▸ **About this exercise**
This exercise calls for copying every line below that holds the word "white".
* * * * * * *
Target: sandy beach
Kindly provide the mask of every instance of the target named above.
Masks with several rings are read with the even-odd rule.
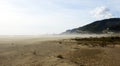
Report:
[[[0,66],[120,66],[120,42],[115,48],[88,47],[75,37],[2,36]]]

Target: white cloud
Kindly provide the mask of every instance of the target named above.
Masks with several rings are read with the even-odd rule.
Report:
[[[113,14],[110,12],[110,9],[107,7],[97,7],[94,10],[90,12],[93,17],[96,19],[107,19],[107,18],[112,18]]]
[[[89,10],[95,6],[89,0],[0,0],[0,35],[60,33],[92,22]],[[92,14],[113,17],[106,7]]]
* * * * * * *
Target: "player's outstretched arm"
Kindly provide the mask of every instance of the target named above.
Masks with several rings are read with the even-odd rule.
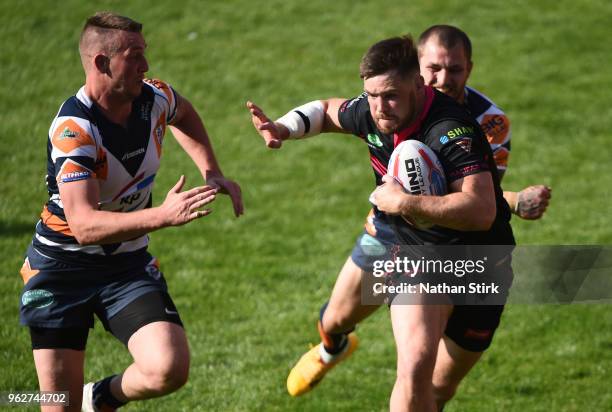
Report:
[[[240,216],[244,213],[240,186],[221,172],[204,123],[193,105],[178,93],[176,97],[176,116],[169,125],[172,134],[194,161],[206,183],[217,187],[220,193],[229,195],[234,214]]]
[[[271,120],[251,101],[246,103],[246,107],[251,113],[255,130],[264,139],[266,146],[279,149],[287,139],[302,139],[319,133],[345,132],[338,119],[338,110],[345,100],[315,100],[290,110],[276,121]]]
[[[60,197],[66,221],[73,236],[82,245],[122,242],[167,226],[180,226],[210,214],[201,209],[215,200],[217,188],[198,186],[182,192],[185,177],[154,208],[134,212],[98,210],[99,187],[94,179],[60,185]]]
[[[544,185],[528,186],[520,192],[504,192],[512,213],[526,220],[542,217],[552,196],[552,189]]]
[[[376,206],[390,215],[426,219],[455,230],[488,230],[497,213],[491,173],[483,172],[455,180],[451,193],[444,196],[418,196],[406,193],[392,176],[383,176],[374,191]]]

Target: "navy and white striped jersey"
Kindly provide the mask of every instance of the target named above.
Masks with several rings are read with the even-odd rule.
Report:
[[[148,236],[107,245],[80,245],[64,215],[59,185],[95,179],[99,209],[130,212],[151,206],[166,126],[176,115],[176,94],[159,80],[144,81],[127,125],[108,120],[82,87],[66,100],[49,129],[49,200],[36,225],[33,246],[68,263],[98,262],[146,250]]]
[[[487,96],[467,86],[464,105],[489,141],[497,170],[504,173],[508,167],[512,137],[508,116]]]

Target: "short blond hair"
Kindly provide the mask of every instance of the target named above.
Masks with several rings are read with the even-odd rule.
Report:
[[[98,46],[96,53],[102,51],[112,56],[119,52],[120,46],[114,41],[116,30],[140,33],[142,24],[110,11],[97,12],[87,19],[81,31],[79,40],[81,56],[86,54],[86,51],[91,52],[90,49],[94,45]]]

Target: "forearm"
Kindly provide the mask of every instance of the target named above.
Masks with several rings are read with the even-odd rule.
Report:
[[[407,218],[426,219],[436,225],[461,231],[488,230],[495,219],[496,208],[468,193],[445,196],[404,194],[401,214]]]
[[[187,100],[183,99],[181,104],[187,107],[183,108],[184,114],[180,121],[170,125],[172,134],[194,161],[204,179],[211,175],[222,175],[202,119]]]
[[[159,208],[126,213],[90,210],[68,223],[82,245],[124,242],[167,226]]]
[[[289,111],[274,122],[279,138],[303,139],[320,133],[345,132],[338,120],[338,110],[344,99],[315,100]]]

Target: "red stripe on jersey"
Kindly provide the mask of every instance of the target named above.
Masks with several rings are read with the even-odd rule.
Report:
* * * * * * *
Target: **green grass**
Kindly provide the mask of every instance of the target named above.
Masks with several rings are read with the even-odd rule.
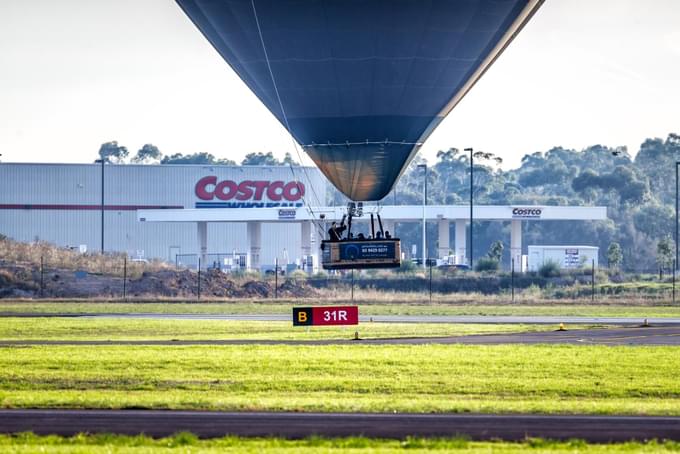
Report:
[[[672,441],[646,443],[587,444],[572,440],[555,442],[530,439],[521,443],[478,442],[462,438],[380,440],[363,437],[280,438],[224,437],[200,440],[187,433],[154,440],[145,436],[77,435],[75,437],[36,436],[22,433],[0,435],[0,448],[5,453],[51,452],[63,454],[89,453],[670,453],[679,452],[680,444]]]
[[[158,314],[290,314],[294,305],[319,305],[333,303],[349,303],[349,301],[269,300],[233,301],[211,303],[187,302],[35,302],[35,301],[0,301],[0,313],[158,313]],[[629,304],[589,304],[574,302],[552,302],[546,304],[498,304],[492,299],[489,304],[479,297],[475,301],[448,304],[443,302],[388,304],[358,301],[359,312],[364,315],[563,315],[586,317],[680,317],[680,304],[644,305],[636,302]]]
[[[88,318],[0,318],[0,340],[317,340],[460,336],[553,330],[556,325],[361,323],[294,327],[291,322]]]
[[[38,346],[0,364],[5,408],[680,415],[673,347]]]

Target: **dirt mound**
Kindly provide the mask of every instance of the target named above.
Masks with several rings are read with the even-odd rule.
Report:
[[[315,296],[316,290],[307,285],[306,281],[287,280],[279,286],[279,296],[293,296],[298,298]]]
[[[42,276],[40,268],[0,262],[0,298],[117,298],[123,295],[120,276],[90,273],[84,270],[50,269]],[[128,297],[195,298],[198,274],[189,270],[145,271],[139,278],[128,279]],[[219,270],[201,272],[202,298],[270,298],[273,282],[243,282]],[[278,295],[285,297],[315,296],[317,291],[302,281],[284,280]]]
* * * * * * *
▸ **Response to this task**
Target: white cloud
Target: "navy and white striped jersey"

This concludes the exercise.